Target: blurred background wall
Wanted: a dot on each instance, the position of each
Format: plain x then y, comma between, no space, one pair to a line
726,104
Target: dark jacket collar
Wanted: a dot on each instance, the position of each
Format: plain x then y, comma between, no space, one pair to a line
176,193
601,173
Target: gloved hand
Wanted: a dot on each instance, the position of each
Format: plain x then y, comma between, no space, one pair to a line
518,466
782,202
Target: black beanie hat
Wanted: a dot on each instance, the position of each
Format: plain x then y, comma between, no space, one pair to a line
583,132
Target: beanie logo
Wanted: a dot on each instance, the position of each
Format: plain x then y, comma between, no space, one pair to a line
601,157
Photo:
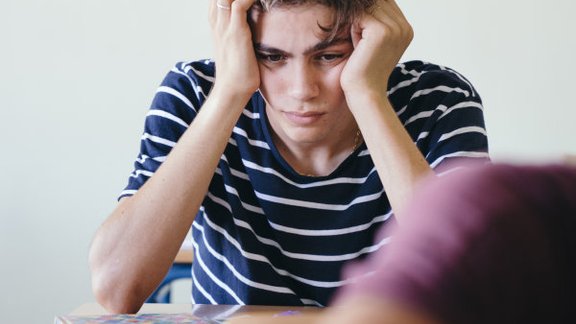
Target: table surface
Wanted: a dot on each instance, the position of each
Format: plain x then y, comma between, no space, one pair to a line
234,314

-------

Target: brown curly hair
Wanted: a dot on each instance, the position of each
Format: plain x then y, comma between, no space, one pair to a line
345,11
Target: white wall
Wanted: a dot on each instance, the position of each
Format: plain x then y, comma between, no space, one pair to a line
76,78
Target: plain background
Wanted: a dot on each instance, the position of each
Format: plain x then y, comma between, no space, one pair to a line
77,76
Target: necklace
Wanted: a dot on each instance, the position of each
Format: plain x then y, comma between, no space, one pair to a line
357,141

-------

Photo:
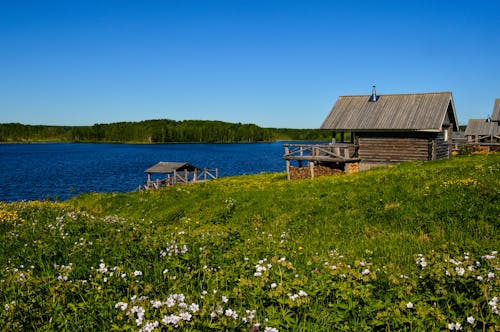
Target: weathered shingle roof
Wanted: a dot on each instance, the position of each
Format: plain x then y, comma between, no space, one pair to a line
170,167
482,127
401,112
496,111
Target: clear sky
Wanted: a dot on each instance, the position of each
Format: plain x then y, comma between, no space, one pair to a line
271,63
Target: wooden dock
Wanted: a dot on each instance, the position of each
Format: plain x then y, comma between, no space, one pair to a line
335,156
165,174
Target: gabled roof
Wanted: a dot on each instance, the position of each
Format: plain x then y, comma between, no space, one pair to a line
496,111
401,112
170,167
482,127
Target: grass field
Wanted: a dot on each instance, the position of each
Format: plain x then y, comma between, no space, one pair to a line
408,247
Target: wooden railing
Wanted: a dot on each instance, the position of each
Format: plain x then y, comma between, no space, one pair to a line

-------

What the task requires:
How many lines of the listing above contain the string "beanie"? Matching is case-sensitive; give only the number.

Completed exercise:
2